### Dataset records

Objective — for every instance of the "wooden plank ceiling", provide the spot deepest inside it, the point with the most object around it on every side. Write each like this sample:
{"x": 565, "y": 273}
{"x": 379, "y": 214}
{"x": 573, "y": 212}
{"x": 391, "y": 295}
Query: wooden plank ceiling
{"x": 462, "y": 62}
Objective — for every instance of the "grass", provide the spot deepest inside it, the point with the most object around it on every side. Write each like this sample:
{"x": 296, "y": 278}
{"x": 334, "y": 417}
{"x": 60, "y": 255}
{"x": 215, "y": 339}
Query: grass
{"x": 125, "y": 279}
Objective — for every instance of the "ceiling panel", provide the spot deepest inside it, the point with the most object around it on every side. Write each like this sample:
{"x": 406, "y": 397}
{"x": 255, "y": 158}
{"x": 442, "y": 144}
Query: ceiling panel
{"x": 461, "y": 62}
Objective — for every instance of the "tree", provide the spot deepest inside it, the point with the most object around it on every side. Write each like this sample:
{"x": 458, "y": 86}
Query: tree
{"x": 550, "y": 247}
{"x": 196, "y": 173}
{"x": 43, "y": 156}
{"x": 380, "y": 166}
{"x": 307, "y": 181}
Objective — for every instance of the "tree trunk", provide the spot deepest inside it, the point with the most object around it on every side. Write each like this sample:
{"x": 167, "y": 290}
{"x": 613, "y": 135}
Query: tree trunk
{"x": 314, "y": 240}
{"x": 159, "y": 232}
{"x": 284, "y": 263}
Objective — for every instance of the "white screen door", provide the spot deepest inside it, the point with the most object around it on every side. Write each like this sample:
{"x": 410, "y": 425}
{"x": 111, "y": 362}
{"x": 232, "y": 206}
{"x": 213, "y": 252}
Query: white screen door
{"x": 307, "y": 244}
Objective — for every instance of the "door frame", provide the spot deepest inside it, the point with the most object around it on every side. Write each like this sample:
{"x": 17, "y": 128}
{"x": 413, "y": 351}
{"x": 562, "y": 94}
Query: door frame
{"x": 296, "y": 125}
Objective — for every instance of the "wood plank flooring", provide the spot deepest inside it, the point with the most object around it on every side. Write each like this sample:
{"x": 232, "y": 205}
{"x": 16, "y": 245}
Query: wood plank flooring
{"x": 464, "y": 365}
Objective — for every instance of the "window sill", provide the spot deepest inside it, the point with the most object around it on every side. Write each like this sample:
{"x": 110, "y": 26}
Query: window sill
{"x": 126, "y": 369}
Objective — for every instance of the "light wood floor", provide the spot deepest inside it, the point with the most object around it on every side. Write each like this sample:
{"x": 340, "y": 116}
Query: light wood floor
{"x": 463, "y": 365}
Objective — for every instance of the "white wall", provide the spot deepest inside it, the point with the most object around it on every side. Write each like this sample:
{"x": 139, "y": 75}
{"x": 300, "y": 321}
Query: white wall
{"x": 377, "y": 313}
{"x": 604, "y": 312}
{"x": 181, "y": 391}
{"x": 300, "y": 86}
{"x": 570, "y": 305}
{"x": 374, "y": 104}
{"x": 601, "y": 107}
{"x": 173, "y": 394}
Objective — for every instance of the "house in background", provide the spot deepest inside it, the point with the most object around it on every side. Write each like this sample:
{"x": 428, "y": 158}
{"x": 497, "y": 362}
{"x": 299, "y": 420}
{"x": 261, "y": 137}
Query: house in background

######

**To do:** Scan the records above for the word "background". Show each line in which it appears.

**Response:**
Objective — for every instance of the "house in background", provide the spot deepest inside it, the point with the most object around it on every side. Write each like this sample:
Query: house in background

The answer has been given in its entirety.